# Text to read
══════

- Insignia of The No. 14 Squadron IAF "The Bulls"
- Active: 15 August 1951 - Present
- Country: Republic of India
- Allegiance: Indian Armed Forces
- Branch: Indian Air Force
- Role: Interdiction
- Garrison/HQ: Ambala AFS
- Nickname: "The Bulls"
- Mottos: "बलं जयय" (Balam Jayay) Strength will Conquer

Aircraft flown
- Attack: SEPECAT Jaguar IS

= No. 14 Squadron IAF =

No. 14 Squadron nicknamed The Bulls is a ground attack unit, operating out of AFS Ambala. The squadron currently operates SEPECAT Jaguar IS and IBs, operational since March 1981.

==History==
In 1951, No. 14 Squadron was raised as part of a crash expansion plan by the Indian Air Force to counter emerging threats. This expansion was accomplished within just eight weeks, despite major constraints in aircraft availability and trained manpower.

══════

# Available data
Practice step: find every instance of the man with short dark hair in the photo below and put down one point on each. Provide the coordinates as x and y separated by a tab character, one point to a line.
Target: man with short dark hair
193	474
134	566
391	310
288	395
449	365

══════

# Short problem 1
Answer these questions from the text on No. 14 Squadron IAF:
(a) On what date did the squadron become active?
(b) Where does the squadron operate from?
(c) Within how many weeks was the 1951 expansion accomplished?
# Short problem 2
List each line of the rows that contains the string "dark". Case counts.

# Written solution 1
(a) 15 August 1951
(b) AFS Ambala
(c) Eight weeks

# Written solution 2
Practice step: find every instance of the man with short dark hair in the photo below and put down one point on each. Provide the coordinates as x and y separated by a tab character, one point to a line.
Target: man with short dark hair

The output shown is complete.